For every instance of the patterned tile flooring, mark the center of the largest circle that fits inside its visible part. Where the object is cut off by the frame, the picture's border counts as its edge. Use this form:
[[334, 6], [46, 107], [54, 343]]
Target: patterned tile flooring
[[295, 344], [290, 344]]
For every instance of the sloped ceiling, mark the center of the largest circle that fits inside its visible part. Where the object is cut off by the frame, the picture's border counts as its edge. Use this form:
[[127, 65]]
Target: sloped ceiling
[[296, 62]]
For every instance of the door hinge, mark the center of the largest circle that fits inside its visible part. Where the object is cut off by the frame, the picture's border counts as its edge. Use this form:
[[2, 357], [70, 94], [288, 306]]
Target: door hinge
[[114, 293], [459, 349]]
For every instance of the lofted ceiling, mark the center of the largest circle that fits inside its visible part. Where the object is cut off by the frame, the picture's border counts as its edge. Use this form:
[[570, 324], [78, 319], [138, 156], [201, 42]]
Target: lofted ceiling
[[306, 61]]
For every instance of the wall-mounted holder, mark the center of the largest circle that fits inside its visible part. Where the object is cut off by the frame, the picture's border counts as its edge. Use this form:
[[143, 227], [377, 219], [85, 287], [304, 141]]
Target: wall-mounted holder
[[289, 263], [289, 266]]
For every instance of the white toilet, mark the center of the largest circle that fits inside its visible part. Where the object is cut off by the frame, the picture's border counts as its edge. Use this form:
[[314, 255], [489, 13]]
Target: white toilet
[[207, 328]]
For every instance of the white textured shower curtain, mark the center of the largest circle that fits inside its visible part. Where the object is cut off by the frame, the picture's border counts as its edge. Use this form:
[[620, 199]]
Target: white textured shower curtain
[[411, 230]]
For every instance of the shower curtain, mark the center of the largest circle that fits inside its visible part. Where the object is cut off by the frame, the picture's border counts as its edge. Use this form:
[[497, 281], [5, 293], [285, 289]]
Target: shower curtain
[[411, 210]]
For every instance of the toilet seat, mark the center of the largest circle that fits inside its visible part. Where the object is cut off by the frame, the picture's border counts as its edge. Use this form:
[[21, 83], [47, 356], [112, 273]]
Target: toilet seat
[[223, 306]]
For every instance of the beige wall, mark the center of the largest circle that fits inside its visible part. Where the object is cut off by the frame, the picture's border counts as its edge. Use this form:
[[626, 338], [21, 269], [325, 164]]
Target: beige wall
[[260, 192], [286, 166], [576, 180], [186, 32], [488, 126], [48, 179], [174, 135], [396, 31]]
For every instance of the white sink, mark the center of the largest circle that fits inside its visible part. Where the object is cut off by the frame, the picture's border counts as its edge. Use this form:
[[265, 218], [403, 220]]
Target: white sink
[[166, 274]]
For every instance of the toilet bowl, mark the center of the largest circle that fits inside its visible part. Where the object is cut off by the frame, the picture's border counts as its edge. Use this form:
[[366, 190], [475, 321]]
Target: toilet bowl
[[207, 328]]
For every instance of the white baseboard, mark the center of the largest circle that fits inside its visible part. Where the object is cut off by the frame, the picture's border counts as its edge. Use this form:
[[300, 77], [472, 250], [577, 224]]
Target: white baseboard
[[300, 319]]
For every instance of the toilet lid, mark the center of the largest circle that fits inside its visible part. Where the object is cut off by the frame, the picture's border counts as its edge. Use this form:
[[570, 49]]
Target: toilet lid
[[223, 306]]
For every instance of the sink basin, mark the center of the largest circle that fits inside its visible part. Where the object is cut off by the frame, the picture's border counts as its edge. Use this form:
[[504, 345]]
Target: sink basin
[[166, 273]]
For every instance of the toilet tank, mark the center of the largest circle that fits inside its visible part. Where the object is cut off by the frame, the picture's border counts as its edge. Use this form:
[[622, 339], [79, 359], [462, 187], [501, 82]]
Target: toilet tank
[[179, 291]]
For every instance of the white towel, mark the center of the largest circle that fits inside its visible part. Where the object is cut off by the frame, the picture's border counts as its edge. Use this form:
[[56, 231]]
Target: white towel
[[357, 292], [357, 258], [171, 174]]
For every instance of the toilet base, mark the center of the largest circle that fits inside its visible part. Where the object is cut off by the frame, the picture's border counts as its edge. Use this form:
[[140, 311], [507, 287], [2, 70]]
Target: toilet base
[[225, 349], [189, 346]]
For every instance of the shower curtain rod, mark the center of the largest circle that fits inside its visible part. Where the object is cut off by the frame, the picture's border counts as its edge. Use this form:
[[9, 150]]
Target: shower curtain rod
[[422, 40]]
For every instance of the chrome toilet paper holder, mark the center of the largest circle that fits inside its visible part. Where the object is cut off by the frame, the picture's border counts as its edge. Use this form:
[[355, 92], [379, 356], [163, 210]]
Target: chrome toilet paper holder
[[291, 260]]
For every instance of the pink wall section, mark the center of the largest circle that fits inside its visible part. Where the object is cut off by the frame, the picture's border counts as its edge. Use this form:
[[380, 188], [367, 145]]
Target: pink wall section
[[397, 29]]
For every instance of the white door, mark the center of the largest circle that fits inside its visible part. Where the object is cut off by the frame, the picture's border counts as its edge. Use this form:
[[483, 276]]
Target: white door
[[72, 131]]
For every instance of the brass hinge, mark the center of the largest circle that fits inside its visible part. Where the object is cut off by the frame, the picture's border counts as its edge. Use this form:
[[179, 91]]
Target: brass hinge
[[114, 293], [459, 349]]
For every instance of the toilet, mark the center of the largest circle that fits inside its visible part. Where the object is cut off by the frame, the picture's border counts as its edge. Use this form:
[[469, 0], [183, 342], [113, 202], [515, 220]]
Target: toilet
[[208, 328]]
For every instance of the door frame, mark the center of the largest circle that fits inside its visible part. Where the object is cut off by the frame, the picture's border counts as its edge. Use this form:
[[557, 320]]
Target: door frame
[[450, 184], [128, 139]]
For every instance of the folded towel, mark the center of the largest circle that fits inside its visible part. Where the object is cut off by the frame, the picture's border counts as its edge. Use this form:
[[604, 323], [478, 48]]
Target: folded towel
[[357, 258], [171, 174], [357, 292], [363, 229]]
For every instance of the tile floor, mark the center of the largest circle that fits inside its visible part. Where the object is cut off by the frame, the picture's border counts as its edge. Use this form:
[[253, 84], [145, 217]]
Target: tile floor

------------------------

Task instructions
Copy out every one of the entries above word for word, with no changes.

Response to the exercise
For every instance of the patterned tile flooring, mark the center of the largest circle that fits inside its visible part. Where the object is cut off by the frame, the picture's border counts as its edge. Use this form:
[[334, 6], [46, 107], [54, 343]]
Target: patterned tile flooring
[[295, 344], [290, 344]]
For every instance of the sloped ceiling, mark the center of the largest circle that fits inside its visible part. Where the object is cut off by the frame, the picture's border counts as its edge. Use this form:
[[127, 65]]
Target: sloped ceiling
[[296, 62]]
For every instance of the door hinge, mark the center of the largest circle that fits inside its visible part. Where the object is cut off by the frame, the picture's border counts as its edge. Use this form:
[[2, 357], [70, 94], [288, 306]]
Target: door hinge
[[114, 293], [459, 349]]
For every instance of the lofted ceiling, mark the center of the largest circle that fits inside its visible part. Where the object is cut off by the frame, the picture's border counts as its edge. Use this form:
[[570, 324], [78, 319], [138, 156], [201, 42]]
Target: lofted ceiling
[[306, 61]]
For every instance of the wall-mounted holder, mark the center of the largest circle that fits inside its visible part. Where the object is cut off by the frame, the picture's border counts as its edge. Use this form:
[[143, 227], [377, 219], [85, 287], [304, 141]]
Target: wall-mounted holder
[[289, 263], [289, 266]]
For every instance of the white toilet, mark the center of the largest circle that fits inside its visible part. Where the object is cut off by the frame, the picture's border counts as its edge. Use this form:
[[314, 255], [489, 13]]
Target: white toilet
[[207, 328]]
For every instance of the white textured shower curtain, mark the center of the largest circle that fits inside its visible part. Where the object is cut off by the frame, the picture's border counts as its edge. Use this form:
[[620, 199]]
Target: white textured shower curtain
[[411, 230]]
For every instance of the shower curtain, mark the center of the largest circle that fits inside its visible part. Where the object is cut off by the frame, the picture's border counts as its edge. Use this form:
[[497, 281], [5, 293], [285, 289]]
Target: shower curtain
[[411, 210]]
For every instance of the toilet seat, mark the center of the largest circle that fits inside its visible part. Where the object is cut off by the frame, the picture's border counts as its edge. Use this form:
[[21, 83], [47, 356], [112, 273]]
Target: toilet seat
[[223, 306]]
For every instance of the beige wall, mark the center of the largest circle that fits inside its visible part. Where the object is cut off by the frame, the picture's border counts as its edge. Use this form:
[[626, 338], [21, 269], [325, 164]]
Target: beige wall
[[260, 192], [286, 166], [576, 180], [186, 32], [488, 126], [48, 179], [174, 135], [396, 31]]
For every instance of the white sink, mark the center of the largest circle that fits inside its visible part. Where the object is cut off by the frame, the picture's border counts as its edge. Use this form:
[[265, 218], [403, 220]]
Target: white sink
[[166, 274]]
For every instance of the toilet bowl, mark the center of the largest circle that fits inside its visible part. Where the object is cut off by the frame, the picture's border counts as its edge. Use this form:
[[366, 190], [475, 321]]
Target: toilet bowl
[[207, 328]]
For every instance of the white baseboard, mark the center of the largest circle that fits inside its visible part. Where the object is cut off by the frame, the picture's border counts as its edge. Use this form:
[[300, 77], [472, 250], [577, 224]]
Target: white baseboard
[[300, 319]]
For every instance of the toilet lid, mark the center of the largest circle that fits inside its visible part. Where the object is cut off by the frame, the picture's border counts as its edge. Use this form:
[[570, 49]]
Target: toilet lid
[[223, 306]]
For every instance of the sink basin, mark the center of the largest circle that fits inside its visible part. Where the object is cut off by the frame, the picture's border counts as its edge. Use this form:
[[504, 345]]
Target: sink basin
[[166, 273]]
For every instance of the toilet tank, mark the center of the largest circle that fits inside its visible part. Where the object is cut off by the frame, the picture's border counts as its edge. Use this form:
[[622, 339], [79, 359], [462, 187], [501, 82]]
Target: toilet tank
[[179, 291]]
For every instance of the white towel, mark the center of the largest circle that fits inside its visible part. Where the object is cut off by the frame, the picture's border counts as its edge. Use this form:
[[56, 231]]
Target: white towel
[[357, 292], [357, 258], [171, 174]]
For every instance of the toilet base, mark the center of the largest circle that fits inside its visible part. Where the object is cut off by the frame, the picture's border counts as its edge. Use this form:
[[140, 311], [507, 287], [2, 70]]
Target: toilet base
[[225, 349], [189, 346]]
For every instance of the shower curtain rod, mark the center of the largest circle that fits inside its visible part. Where the object is cut off by the frame, the picture's border counts as its edge. Use this form:
[[9, 150]]
Target: shower curtain rod
[[422, 40]]
For every instance of the chrome toilet paper holder, mark the center of the largest circle that fits inside its visible part. Where the object is cut off by the frame, the picture's border counts as its edge. Use this form:
[[355, 92], [379, 356], [163, 210]]
Target: chrome toilet paper holder
[[291, 260]]
For every instance of the pink wall section, mark the center of the largest circle that fits inside its visible part. Where the object is cut off by the frame, the picture's border counts as its edge. Use this form:
[[380, 188], [367, 145]]
Target: pink wall section
[[397, 29]]
For every instance of the white door, mark the center of the largest circle that fits inside its visible part. Where the object is cut off by the frame, the picture's border counts as its edge. Use this form:
[[483, 276]]
Target: white door
[[72, 131]]
For every instance of the brass hinge, mark the center of the largest circle that fits inside its visible part. Where the object is cut off by the frame, the picture's border counts as its edge. Use this form:
[[179, 91]]
Target: brass hinge
[[114, 293], [459, 349]]
For every instance of the toilet, mark the center of the largest circle that fits inside its visible part. Where the object is cut off by the frame, the picture's border counts as its edge. Use this form:
[[469, 0], [183, 342], [113, 202], [515, 220]]
Target: toilet
[[208, 328]]
For every instance of the door frame, mark the center of the largest circle that fits inside its visible part. Where the object is cut off by the frame, the picture's border counts as its edge. Use this form:
[[557, 320]]
Target: door frame
[[450, 184], [128, 139]]
For every instance of the folded towel, mark the center of the largest circle that fits inside its visible part. Where the object is cut off by the frame, the picture's border counts as its edge. Use this form:
[[604, 323], [478, 48]]
Target: folded towel
[[357, 258], [171, 174], [357, 292], [363, 229]]
For every instance of the tile floor, mark the center of the largest circle that fits inside its visible part. Where the object is cut off by the frame, the picture's border counts as its edge. Use this form:
[[253, 84], [145, 217]]
Target: tile floor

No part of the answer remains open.